Problem to solve: Copy the listing from its first line through the line containing "Target: fluorescent ceiling light", swapping "marker" for "point" and leaving everything else unchanged.

Extracted material:
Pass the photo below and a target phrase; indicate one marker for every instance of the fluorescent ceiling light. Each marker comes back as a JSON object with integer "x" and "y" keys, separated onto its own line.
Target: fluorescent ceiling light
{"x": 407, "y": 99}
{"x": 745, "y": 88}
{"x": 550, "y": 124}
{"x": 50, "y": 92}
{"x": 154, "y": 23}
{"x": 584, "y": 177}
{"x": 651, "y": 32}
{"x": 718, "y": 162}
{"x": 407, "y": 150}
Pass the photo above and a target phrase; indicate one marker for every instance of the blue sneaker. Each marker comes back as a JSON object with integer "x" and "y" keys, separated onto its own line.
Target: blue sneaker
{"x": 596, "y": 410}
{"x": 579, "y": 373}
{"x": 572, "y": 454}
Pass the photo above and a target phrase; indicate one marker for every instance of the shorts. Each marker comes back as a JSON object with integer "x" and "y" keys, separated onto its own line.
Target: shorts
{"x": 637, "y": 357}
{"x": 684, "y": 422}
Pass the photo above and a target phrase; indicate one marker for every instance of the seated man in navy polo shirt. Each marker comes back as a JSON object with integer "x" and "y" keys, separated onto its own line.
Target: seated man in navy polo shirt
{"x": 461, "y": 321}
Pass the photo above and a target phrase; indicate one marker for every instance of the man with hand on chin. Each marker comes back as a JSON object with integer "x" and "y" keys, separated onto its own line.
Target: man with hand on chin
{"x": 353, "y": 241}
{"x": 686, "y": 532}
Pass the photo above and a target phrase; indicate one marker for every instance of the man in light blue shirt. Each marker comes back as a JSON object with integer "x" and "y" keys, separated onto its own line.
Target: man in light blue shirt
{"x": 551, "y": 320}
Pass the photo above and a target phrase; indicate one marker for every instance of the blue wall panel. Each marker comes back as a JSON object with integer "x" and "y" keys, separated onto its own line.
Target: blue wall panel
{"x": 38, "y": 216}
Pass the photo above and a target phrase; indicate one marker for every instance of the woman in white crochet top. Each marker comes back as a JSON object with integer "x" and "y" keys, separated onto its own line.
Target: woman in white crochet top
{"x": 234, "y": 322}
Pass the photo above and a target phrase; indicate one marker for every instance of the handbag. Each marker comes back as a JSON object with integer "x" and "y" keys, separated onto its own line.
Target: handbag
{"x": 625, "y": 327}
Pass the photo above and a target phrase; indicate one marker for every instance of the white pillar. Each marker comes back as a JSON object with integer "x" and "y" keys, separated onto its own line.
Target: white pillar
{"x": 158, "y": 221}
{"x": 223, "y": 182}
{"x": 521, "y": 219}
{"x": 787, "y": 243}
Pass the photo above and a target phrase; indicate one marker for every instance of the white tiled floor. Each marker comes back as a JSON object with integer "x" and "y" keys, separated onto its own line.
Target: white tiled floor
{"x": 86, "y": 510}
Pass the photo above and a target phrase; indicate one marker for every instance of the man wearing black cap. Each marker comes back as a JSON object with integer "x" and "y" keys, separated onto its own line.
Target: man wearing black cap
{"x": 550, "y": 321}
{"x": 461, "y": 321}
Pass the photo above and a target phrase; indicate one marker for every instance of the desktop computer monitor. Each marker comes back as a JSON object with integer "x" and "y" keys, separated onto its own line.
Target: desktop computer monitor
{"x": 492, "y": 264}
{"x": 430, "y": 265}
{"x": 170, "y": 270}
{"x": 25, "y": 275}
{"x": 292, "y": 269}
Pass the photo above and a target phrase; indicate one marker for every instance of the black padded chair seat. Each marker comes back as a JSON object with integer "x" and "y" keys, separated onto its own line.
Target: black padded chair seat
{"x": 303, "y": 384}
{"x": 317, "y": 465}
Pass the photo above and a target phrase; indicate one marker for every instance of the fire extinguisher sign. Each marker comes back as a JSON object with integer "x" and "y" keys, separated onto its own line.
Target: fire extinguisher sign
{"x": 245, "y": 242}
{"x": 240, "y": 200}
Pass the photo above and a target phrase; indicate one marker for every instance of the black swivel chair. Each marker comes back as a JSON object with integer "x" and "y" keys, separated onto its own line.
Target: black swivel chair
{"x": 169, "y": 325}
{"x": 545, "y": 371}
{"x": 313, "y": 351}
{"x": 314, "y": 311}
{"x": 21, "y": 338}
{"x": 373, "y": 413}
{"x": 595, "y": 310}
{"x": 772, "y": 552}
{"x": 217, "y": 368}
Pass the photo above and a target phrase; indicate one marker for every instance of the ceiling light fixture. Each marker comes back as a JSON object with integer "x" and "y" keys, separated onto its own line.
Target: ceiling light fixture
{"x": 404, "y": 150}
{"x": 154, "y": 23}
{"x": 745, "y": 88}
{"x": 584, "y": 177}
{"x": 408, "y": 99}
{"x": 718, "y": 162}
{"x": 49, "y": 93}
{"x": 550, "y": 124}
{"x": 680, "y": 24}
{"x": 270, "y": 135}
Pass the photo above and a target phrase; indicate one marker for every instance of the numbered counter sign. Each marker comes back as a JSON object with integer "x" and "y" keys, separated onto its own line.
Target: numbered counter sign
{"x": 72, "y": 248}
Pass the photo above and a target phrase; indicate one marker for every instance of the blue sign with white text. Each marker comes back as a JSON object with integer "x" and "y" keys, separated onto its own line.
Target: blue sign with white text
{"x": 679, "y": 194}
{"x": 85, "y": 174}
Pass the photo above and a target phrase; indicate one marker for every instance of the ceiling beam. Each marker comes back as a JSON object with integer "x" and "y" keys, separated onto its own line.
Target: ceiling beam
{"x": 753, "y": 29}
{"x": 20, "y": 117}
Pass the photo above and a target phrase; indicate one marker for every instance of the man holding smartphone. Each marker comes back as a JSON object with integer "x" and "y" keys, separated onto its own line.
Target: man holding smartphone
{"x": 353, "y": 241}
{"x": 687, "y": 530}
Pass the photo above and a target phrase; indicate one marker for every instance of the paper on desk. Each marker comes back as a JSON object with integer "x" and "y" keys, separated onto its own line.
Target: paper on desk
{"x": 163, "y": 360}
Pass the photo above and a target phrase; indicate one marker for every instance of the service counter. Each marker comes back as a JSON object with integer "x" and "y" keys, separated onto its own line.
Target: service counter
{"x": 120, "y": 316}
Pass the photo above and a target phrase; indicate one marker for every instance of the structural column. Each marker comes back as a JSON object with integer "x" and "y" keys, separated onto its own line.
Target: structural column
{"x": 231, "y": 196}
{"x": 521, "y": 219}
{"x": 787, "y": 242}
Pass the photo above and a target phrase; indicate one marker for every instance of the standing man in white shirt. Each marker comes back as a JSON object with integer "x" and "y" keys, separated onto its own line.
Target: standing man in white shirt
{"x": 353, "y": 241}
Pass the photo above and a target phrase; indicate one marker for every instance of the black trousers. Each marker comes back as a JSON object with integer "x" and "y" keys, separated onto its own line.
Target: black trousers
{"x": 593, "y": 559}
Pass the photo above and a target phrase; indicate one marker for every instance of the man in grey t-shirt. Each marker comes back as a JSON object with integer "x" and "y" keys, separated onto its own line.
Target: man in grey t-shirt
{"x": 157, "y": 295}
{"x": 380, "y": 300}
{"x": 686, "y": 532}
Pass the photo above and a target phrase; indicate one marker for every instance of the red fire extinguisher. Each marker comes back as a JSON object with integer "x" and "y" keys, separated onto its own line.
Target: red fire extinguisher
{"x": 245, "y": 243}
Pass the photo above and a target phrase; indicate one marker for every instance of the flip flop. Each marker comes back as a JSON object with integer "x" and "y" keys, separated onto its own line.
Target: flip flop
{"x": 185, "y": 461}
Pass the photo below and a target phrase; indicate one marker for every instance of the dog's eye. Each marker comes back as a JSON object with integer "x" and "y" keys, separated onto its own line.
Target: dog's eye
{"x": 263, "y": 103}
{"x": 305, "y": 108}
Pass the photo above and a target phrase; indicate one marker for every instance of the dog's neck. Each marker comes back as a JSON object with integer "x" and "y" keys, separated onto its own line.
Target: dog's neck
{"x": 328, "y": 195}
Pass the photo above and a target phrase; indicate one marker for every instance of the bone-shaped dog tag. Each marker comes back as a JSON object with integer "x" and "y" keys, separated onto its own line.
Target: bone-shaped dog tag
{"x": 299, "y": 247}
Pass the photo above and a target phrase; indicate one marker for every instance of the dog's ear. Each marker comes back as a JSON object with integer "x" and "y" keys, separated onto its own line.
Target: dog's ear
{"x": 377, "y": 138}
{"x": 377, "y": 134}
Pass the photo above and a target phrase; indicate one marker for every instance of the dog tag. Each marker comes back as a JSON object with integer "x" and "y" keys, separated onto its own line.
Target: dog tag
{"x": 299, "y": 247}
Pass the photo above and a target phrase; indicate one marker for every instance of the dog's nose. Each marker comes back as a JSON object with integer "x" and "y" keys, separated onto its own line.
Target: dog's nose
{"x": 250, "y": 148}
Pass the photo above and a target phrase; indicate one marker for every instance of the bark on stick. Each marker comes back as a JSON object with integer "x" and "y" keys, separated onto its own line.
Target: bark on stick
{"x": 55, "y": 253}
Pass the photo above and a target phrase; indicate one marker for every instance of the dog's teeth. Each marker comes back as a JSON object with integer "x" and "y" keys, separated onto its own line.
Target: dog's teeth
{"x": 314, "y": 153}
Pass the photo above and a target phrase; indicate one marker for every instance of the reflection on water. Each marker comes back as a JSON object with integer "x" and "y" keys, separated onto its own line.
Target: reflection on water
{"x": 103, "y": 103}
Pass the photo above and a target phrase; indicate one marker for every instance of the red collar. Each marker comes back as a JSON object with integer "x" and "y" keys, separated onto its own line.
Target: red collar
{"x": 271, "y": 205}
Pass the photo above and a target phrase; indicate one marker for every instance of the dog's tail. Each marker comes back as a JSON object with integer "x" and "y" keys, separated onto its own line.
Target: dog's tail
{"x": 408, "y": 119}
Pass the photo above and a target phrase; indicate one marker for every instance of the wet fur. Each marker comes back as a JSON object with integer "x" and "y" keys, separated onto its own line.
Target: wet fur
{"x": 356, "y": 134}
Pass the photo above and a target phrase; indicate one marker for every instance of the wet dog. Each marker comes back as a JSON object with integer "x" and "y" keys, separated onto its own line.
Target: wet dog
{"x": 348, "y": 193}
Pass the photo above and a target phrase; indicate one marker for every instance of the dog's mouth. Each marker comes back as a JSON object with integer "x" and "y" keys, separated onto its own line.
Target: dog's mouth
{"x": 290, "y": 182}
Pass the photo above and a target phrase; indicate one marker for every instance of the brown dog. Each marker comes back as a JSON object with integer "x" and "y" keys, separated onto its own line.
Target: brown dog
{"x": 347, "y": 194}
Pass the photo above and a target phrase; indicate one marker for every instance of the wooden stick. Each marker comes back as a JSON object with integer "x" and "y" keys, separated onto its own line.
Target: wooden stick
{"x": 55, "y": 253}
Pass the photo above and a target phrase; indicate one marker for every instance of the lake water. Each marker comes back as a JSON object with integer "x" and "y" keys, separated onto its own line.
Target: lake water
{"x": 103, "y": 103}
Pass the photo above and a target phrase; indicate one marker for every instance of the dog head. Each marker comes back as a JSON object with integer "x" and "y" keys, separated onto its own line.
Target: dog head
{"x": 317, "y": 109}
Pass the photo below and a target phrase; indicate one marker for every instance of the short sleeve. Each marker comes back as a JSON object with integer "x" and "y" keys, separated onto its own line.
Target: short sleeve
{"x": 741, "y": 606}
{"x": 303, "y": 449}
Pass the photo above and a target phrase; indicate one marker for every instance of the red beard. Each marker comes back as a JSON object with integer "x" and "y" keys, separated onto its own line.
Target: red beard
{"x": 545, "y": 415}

Result of this task:
Pass the photo below and a target phrase; indicate one point for every instance of the fluorescent ceiling light. Each point comes back as a JSON object with integer "x" and "y" keys, separated onto its own line.
Target: fluorescent ceiling light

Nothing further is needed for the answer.